[WHAT THE TASK REQUIRES]: Reproduce the listing from its beginning through the line containing "103), (742, 107)]]", inclusive, with every "even-odd" swapped for "nonzero" and all else unchanged. Omit the pictures from your answer.

[RECORDS TO USE]:
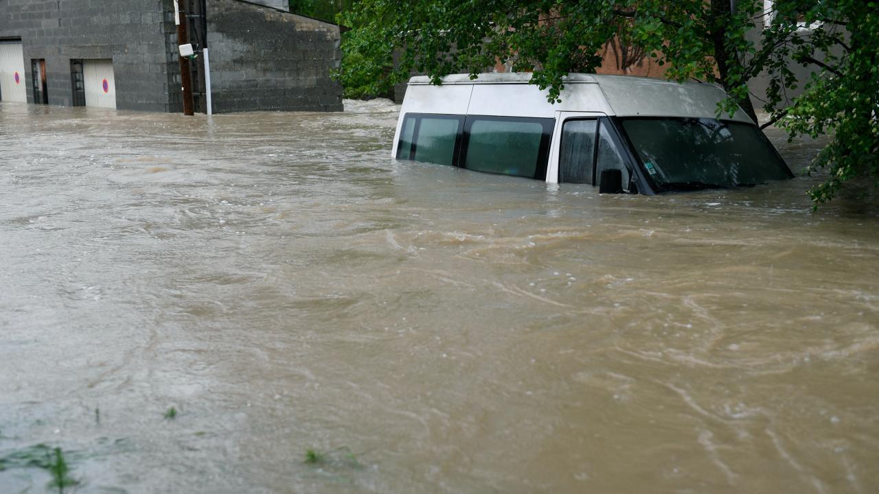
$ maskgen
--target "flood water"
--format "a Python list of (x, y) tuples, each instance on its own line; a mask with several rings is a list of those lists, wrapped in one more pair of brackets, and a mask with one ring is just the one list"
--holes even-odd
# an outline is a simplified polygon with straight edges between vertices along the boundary
[(0, 104), (0, 492), (876, 491), (875, 203), (395, 162), (396, 111)]

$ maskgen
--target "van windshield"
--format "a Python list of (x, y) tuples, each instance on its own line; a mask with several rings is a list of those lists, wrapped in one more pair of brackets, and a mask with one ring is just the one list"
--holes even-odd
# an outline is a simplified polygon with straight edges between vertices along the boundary
[(622, 127), (665, 190), (730, 188), (791, 177), (756, 126), (714, 119), (630, 118)]

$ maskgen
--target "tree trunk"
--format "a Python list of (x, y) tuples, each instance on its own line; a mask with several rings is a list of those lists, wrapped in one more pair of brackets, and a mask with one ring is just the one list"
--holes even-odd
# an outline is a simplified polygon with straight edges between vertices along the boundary
[[(717, 72), (720, 74), (720, 84), (727, 91), (730, 87), (729, 75), (730, 67), (733, 64), (741, 63), (737, 53), (728, 53), (726, 50), (726, 25), (727, 18), (731, 15), (730, 11), (730, 0), (711, 0), (711, 40), (714, 43), (715, 62), (717, 64)], [(742, 110), (751, 120), (757, 122), (757, 112), (751, 102), (751, 98), (745, 96), (736, 103), (742, 107)]]

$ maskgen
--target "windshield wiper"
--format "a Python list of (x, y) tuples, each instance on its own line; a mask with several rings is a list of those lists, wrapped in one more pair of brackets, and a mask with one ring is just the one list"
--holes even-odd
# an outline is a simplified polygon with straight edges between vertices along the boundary
[(700, 189), (730, 188), (730, 185), (722, 185), (720, 184), (708, 184), (706, 182), (699, 182), (696, 180), (691, 182), (664, 182), (662, 184), (662, 186), (672, 191), (698, 191)]
[(699, 191), (701, 189), (735, 189), (737, 187), (753, 187), (757, 184), (711, 184), (693, 180), (689, 182), (664, 182), (663, 187), (672, 191)]

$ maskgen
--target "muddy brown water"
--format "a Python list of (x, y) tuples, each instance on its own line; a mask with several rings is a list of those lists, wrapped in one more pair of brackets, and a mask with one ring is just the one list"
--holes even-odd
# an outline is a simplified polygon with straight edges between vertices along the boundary
[(39, 444), (77, 492), (876, 491), (874, 203), (398, 163), (396, 111), (0, 105), (0, 492)]

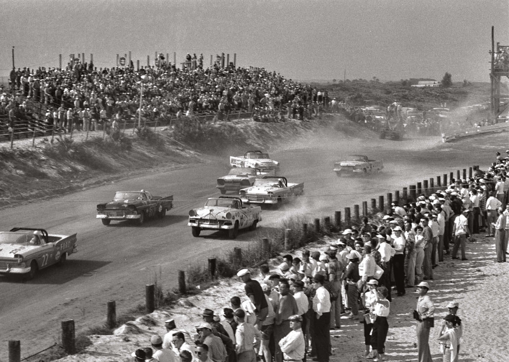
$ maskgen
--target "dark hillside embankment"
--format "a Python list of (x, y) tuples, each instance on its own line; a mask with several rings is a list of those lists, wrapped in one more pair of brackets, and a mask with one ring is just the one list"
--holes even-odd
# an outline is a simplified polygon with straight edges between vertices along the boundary
[[(208, 162), (211, 157), (270, 149), (296, 137), (335, 128), (348, 134), (366, 131), (325, 115), (321, 119), (278, 123), (248, 120), (201, 125), (178, 131), (169, 127), (137, 130), (114, 141), (91, 137), (17, 140), (0, 146), (0, 206), (55, 196), (154, 169)], [(225, 162), (227, 161), (225, 161)], [(1, 201), (4, 200), (4, 201)], [(9, 201), (11, 200), (11, 201)], [(16, 200), (12, 201), (12, 200)]]

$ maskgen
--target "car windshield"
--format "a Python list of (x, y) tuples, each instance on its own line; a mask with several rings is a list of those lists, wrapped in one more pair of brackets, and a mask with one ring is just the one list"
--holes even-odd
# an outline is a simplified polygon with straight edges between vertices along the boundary
[(346, 161), (364, 161), (366, 158), (364, 156), (359, 156), (358, 155), (349, 155), (347, 156)]
[(239, 208), (239, 200), (232, 199), (209, 199), (205, 203), (205, 206), (219, 206), (220, 207), (233, 207)]
[[(30, 243), (33, 238), (36, 239), (37, 243)], [(21, 233), (19, 232), (0, 233), (0, 244), (16, 244), (17, 245), (27, 245), (29, 244), (39, 244), (39, 237), (32, 233)]]
[(269, 159), (268, 154), (247, 154), (247, 158), (250, 159)]
[(123, 200), (147, 200), (147, 196), (143, 192), (116, 192), (114, 200), (116, 201)]
[(254, 180), (254, 186), (269, 186), (270, 187), (279, 187), (279, 183), (277, 179), (274, 178), (257, 178)]
[(256, 171), (254, 168), (232, 168), (228, 173), (229, 175), (255, 175)]

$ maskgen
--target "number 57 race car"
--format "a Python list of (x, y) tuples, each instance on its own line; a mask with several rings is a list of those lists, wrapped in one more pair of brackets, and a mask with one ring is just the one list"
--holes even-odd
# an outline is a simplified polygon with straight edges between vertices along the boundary
[(243, 206), (238, 197), (211, 197), (203, 207), (189, 211), (187, 226), (195, 237), (200, 236), (202, 230), (224, 230), (229, 237), (234, 239), (241, 229), (254, 230), (262, 221), (261, 214), (261, 207)]
[(62, 265), (76, 253), (76, 234), (48, 234), (44, 229), (16, 227), (0, 232), (0, 274), (31, 279), (39, 269)]

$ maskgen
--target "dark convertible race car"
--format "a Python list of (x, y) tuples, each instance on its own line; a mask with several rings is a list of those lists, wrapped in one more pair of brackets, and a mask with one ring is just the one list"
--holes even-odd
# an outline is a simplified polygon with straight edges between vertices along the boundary
[(97, 205), (97, 219), (105, 225), (111, 220), (136, 220), (143, 224), (147, 218), (163, 218), (173, 207), (173, 195), (154, 196), (144, 190), (117, 191), (113, 201)]

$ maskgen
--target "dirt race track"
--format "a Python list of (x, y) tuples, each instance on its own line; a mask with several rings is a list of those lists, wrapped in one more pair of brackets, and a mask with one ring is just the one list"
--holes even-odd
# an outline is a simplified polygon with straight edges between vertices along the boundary
[[(479, 165), (485, 169), (497, 150), (507, 148), (507, 135), (488, 135), (442, 144), (438, 137), (401, 142), (345, 139), (341, 134), (301, 139), (271, 153), (290, 182), (304, 183), (304, 196), (293, 205), (264, 210), (256, 233), (241, 232), (235, 240), (210, 231), (199, 238), (186, 225), (189, 209), (219, 194), (215, 179), (229, 169), (225, 158), (204, 164), (144, 176), (86, 190), (50, 200), (0, 210), (0, 230), (40, 227), (50, 233), (78, 235), (79, 252), (61, 267), (41, 271), (33, 281), (0, 277), (0, 360), (7, 360), (7, 341), (21, 341), (22, 357), (59, 342), (60, 321), (74, 319), (77, 331), (104, 322), (106, 303), (117, 302), (121, 314), (142, 300), (145, 285), (160, 270), (163, 289), (176, 284), (178, 270), (225, 248), (245, 246), (291, 215), (314, 217), (360, 204), (425, 178)], [(373, 177), (338, 178), (333, 163), (348, 154), (382, 159), (384, 172)], [(175, 208), (161, 220), (142, 226), (95, 219), (96, 204), (117, 190), (145, 189), (173, 194)], [(258, 236), (261, 237), (261, 236)]]

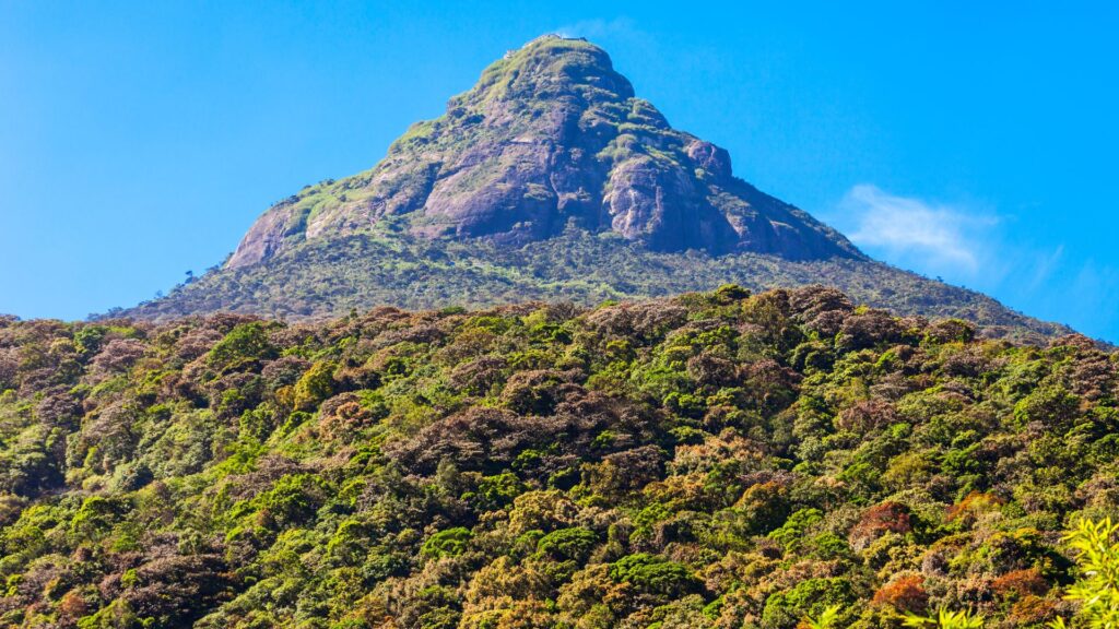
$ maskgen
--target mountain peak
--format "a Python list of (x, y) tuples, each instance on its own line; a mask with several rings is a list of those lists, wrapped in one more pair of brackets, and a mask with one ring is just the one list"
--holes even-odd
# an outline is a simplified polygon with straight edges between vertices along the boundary
[(593, 101), (633, 97), (610, 55), (586, 39), (544, 35), (491, 64), (466, 96), (489, 98), (577, 96)]
[(387, 225), (509, 245), (574, 226), (655, 251), (863, 257), (834, 229), (733, 177), (725, 150), (674, 130), (605, 50), (555, 35), (491, 64), (373, 169), (272, 207), (227, 265)]

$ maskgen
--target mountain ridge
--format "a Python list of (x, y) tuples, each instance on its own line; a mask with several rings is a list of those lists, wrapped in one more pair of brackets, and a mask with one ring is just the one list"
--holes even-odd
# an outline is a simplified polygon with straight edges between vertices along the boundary
[(387, 217), (429, 238), (525, 244), (571, 223), (653, 251), (863, 257), (838, 232), (734, 177), (725, 149), (673, 129), (603, 49), (558, 36), (507, 53), (374, 168), (273, 206), (226, 266)]
[(675, 130), (583, 39), (507, 53), (373, 168), (269, 208), (218, 267), (112, 316), (326, 319), (378, 306), (594, 303), (830, 284), (901, 314), (1041, 341), (1065, 326), (876, 262)]

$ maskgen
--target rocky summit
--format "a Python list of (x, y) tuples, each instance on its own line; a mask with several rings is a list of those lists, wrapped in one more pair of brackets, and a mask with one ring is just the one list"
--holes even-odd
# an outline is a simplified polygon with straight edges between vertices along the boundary
[(227, 266), (386, 218), (425, 238), (524, 244), (574, 225), (655, 251), (862, 257), (836, 231), (735, 178), (724, 149), (673, 129), (604, 50), (557, 36), (486, 68), (372, 170), (271, 208)]
[(274, 205), (224, 264), (124, 313), (325, 319), (378, 306), (599, 303), (827, 284), (987, 336), (1068, 328), (871, 260), (677, 131), (604, 50), (537, 38), (482, 72), (372, 169)]

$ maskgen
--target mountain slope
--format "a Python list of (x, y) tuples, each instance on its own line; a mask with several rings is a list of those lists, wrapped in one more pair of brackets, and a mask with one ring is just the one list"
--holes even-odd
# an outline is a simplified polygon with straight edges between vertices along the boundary
[(270, 209), (226, 266), (388, 217), (429, 238), (526, 243), (574, 225), (656, 251), (862, 257), (835, 231), (734, 178), (726, 151), (669, 126), (601, 48), (555, 36), (488, 67), (372, 170)]
[(725, 150), (674, 130), (605, 51), (555, 36), (492, 64), (370, 170), (270, 208), (220, 269), (125, 313), (326, 318), (726, 282), (826, 283), (874, 307), (963, 317), (991, 336), (1069, 331), (869, 260), (736, 178)]

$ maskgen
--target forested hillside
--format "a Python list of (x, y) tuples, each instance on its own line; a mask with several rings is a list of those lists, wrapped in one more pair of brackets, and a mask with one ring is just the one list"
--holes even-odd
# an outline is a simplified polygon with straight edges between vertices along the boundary
[(1042, 627), (1117, 360), (820, 287), (0, 319), (0, 626)]

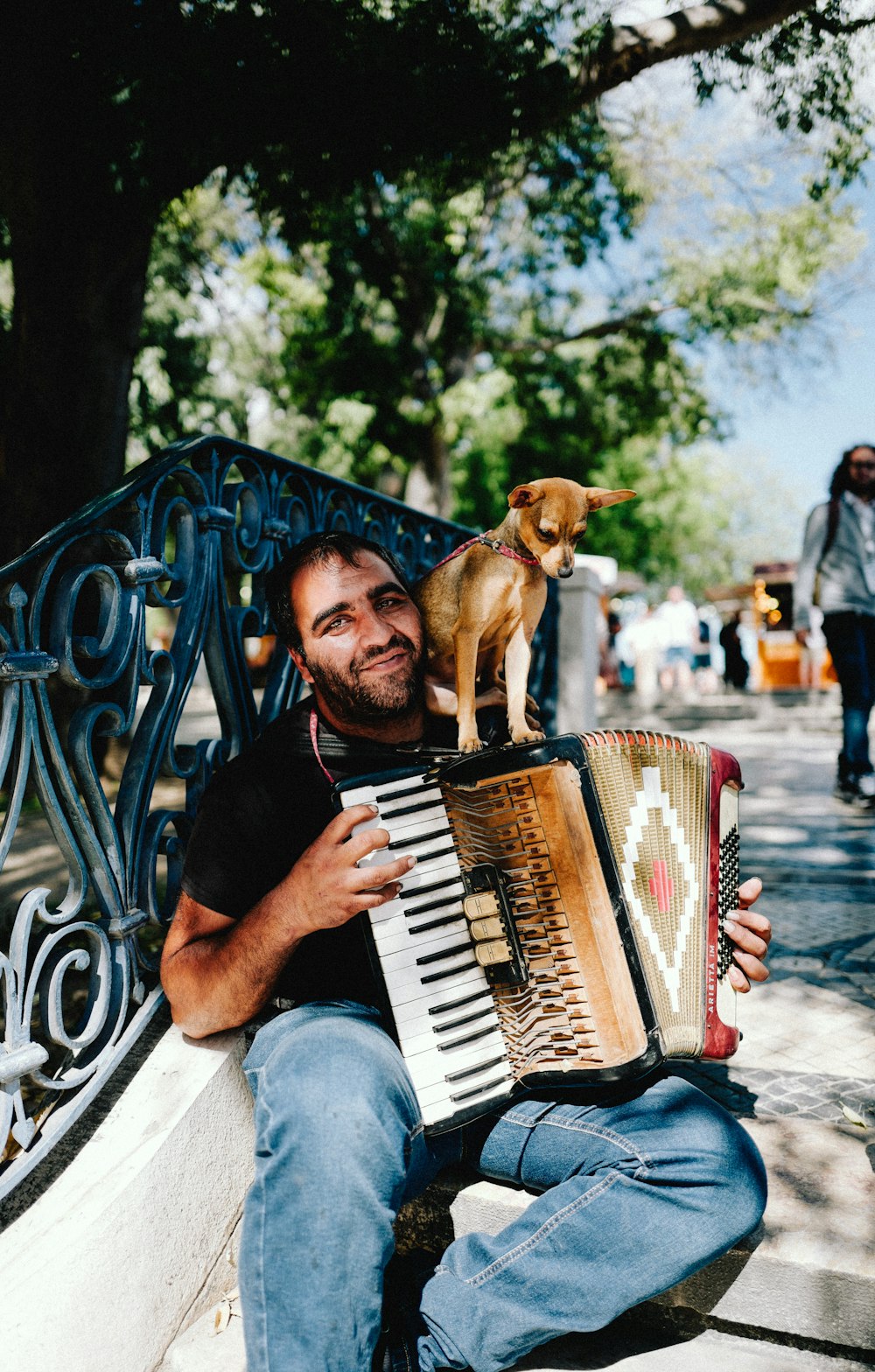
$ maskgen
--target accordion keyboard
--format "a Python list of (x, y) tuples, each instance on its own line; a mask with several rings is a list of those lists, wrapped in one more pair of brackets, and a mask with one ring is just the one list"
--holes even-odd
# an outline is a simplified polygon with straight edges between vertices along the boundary
[(501, 1099), (513, 1085), (492, 992), (473, 955), (462, 908), (462, 873), (450, 820), (427, 774), (347, 789), (343, 805), (376, 804), (357, 826), (385, 829), (389, 847), (359, 866), (411, 853), (400, 895), (369, 912), (399, 1047), (422, 1120), (433, 1126)]

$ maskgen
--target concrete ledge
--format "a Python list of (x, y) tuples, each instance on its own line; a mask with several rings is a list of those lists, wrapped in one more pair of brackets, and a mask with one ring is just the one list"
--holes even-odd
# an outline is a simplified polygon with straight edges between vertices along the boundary
[[(221, 1255), (252, 1170), (240, 1033), (170, 1029), (80, 1155), (0, 1235), (4, 1365), (151, 1372)], [(218, 1268), (217, 1268), (218, 1264)], [(218, 1292), (217, 1292), (218, 1294)]]

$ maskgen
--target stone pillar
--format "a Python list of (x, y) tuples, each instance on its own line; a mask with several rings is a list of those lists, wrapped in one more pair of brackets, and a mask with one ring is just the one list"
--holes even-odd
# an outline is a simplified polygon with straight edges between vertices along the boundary
[[(598, 635), (601, 597), (605, 582), (592, 564), (610, 558), (575, 557), (575, 575), (560, 582), (560, 664), (555, 727), (558, 734), (583, 734), (598, 723), (595, 679), (598, 676)], [(610, 568), (606, 569), (610, 572)]]

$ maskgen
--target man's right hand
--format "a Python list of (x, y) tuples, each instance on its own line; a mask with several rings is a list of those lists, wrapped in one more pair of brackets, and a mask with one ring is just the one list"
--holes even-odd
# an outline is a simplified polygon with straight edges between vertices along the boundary
[(245, 1024), (274, 993), (302, 938), (394, 900), (416, 859), (357, 867), (389, 841), (376, 825), (352, 833), (376, 814), (373, 805), (352, 805), (336, 815), (243, 919), (229, 919), (182, 893), (167, 930), (160, 975), (173, 1019), (185, 1033), (203, 1039)]
[(357, 866), (362, 858), (389, 842), (385, 829), (352, 833), (357, 825), (373, 819), (376, 814), (376, 805), (351, 805), (335, 815), (281, 882), (278, 889), (288, 900), (299, 937), (344, 925), (359, 910), (374, 910), (400, 892), (402, 878), (416, 864), (416, 858)]

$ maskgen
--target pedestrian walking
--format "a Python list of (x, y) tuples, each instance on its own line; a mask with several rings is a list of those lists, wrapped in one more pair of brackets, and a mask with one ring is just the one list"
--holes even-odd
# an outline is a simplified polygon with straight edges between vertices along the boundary
[(699, 638), (698, 611), (687, 598), (683, 586), (669, 586), (654, 617), (662, 638), (660, 674), (662, 690), (688, 697), (693, 690), (693, 660)]
[(842, 689), (842, 750), (834, 794), (875, 805), (868, 724), (875, 702), (875, 446), (857, 443), (832, 473), (830, 499), (808, 516), (795, 580), (794, 622), (802, 645), (812, 605)]
[(727, 686), (732, 686), (734, 690), (745, 690), (747, 686), (747, 676), (750, 675), (750, 667), (747, 664), (747, 659), (745, 657), (739, 634), (741, 622), (741, 611), (735, 611), (732, 617), (728, 619), (720, 630), (720, 648), (723, 649), (726, 659), (723, 679)]

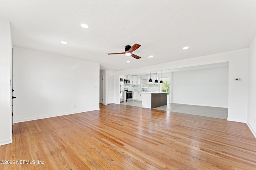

[ANSWER]:
$ maskgen
--target "flood water"
--format "a Python list of (x, y) tuples, each instance on its own line; a mask with several rings is a list of those lists, wrapped in one more pair of brackets, and a mask with one ring is just the one list"
--holes nonzero
# an outline is a simplified polygon with straight edges between vertices along the boundary
[(0, 104), (0, 492), (876, 491), (875, 203), (395, 162), (396, 111)]

$ maskgen
--target "van windshield"
--format "a Python list of (x, y) tuples, each instance on its own line; a mask with several rings is a list of those lists, wrapped in one more pair of brackets, and a mask with one ring is just the one list"
--holes nonzero
# an outline is a simplified polygon with straight edges between vertices along the boundary
[(622, 127), (665, 190), (730, 188), (791, 177), (756, 126), (714, 119), (630, 118)]

$ maskgen
--target "tree trunk"
--format "a Python list of (x, y) tuples, each instance on its own line; a mask with several rings is a list of those lists, wrapped in one more pair of brackets, and a mask with one ring is just the one list"
--holes nonzero
# an outline is a simplified polygon with straight edges between vertices along the boundary
[[(717, 72), (720, 74), (720, 84), (727, 91), (730, 87), (729, 75), (730, 67), (733, 64), (741, 63), (737, 53), (728, 53), (726, 50), (726, 25), (727, 18), (731, 15), (730, 11), (730, 0), (711, 0), (711, 40), (714, 43), (715, 62), (717, 64)], [(742, 110), (751, 120), (757, 122), (757, 112), (751, 102), (751, 98), (745, 96), (736, 103), (742, 107)]]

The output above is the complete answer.